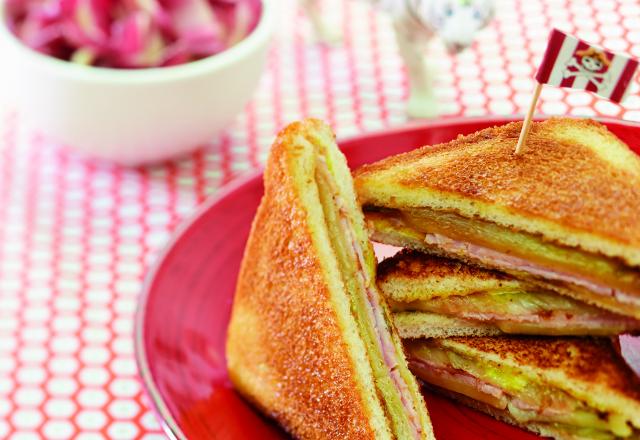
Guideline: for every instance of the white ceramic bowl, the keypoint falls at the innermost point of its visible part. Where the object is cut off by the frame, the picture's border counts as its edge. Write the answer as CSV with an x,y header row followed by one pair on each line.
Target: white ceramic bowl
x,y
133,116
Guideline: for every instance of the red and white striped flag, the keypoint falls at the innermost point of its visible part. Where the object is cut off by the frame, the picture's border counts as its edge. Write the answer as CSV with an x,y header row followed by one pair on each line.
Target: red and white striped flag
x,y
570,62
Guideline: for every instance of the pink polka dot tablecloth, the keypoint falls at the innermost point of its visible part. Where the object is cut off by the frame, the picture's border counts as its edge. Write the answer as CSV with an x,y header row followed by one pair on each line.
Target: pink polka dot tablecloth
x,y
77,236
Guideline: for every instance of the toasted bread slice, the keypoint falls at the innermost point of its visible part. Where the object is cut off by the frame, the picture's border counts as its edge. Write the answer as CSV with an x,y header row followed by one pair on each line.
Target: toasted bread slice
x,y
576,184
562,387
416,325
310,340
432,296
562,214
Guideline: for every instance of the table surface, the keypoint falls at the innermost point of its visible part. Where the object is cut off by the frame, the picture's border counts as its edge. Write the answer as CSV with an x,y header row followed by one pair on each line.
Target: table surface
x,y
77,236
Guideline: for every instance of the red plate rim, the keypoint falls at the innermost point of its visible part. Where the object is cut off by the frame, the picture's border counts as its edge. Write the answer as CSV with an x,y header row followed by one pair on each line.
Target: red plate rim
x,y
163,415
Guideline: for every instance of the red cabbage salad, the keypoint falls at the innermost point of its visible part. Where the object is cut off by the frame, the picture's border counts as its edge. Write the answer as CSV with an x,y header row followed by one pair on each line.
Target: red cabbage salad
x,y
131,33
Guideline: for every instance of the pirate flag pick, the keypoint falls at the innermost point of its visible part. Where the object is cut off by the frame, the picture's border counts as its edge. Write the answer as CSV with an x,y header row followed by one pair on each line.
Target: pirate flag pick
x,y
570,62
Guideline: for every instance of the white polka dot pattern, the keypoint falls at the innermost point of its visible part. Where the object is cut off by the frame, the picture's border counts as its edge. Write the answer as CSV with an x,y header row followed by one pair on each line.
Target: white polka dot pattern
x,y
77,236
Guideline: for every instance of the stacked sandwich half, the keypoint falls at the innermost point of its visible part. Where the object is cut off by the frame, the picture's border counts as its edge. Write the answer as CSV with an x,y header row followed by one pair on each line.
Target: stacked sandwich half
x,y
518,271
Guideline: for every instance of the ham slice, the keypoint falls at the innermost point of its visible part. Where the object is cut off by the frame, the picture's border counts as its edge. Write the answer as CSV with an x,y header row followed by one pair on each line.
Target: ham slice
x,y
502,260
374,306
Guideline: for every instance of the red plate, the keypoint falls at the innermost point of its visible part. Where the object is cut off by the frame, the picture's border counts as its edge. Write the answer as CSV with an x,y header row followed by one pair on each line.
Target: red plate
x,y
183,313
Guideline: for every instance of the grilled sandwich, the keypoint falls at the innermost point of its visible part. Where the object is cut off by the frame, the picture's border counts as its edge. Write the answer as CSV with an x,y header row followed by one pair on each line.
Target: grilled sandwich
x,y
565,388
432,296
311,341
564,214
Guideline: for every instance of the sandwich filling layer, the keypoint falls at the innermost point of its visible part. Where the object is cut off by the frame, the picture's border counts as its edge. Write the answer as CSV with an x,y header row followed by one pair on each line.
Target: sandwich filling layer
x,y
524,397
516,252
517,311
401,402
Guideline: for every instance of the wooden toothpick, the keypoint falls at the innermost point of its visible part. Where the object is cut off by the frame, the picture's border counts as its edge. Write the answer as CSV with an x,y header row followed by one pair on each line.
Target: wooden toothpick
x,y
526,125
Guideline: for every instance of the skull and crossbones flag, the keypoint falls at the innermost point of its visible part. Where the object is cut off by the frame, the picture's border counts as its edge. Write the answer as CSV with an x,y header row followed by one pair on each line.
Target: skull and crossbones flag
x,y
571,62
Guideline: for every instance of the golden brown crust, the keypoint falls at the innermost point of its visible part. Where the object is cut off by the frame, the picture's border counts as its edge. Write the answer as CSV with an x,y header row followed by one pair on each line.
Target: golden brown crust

==

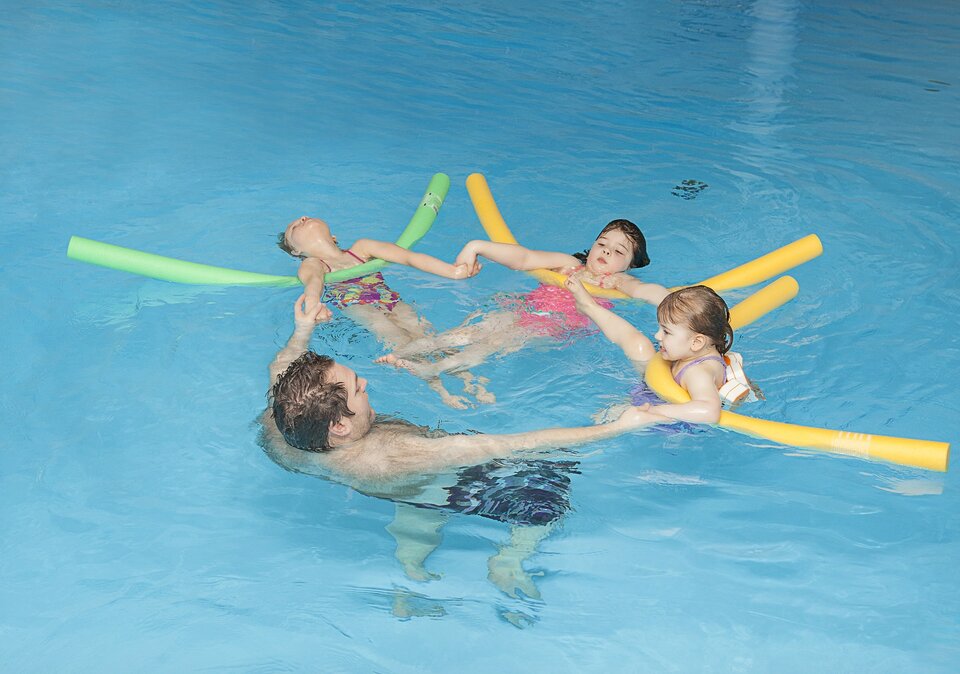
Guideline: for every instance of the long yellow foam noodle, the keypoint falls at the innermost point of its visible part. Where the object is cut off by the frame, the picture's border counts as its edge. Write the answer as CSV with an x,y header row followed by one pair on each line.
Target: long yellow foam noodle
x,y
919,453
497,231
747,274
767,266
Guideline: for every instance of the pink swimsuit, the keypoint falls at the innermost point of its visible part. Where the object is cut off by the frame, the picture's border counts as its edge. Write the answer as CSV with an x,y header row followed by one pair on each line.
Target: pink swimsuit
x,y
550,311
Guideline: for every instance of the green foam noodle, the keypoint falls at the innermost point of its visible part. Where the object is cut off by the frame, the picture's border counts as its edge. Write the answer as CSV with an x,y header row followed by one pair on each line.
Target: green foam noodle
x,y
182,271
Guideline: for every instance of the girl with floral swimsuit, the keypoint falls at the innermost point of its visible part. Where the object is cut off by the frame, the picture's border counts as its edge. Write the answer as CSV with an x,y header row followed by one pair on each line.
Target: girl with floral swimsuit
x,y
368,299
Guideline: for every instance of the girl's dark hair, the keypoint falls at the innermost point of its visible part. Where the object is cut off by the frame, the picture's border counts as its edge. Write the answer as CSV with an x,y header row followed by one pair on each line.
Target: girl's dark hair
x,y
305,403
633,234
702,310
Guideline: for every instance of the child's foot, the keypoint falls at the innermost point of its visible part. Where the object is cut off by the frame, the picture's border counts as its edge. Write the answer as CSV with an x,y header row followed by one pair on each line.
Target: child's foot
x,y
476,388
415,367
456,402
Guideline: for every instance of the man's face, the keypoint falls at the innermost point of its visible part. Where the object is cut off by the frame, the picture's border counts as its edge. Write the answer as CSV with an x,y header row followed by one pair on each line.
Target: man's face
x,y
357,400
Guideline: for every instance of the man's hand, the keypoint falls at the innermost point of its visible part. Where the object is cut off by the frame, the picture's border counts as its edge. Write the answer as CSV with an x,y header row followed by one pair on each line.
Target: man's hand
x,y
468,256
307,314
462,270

Work task: Every line that holds the word "golden" should be copied from the listing.

Written solution:
Guideline: for every instance of the golden brown crust, the keypoint falls at the innermost point of its visible part. Where the object is cut off by the frame, the picture's border counts as its edge. Write the answer as CSV with an x,y header row followed by one pair on each line.
Target: golden brown crust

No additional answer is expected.